> _WHAT IS BEING ASKED_: Copy the following listing word for word, with the pictures omitted.

> _INFORMATION GIVEN_:
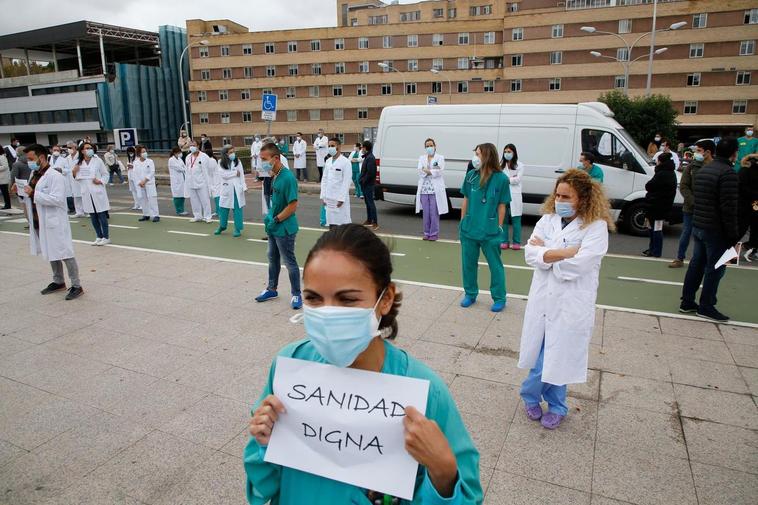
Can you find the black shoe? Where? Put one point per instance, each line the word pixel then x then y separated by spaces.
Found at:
pixel 74 292
pixel 688 307
pixel 52 288
pixel 713 315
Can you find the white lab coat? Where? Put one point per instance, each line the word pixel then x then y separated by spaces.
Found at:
pixel 561 305
pixel 232 181
pixel 438 181
pixel 54 234
pixel 517 200
pixel 299 148
pixel 94 196
pixel 335 187
pixel 176 172
pixel 321 146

> _THE RESPONSE_:
Can you find the black shoe? Where? Put one point per instance, each line the word pixel then x then y separated by spaces.
Found at:
pixel 74 292
pixel 688 307
pixel 52 288
pixel 713 315
Can you find the white lab coat? Where? Put one point per instance, each line the word pixel then x then y separated by spaces.
Found at:
pixel 561 305
pixel 232 181
pixel 438 181
pixel 54 234
pixel 517 200
pixel 299 148
pixel 94 196
pixel 335 187
pixel 176 172
pixel 321 146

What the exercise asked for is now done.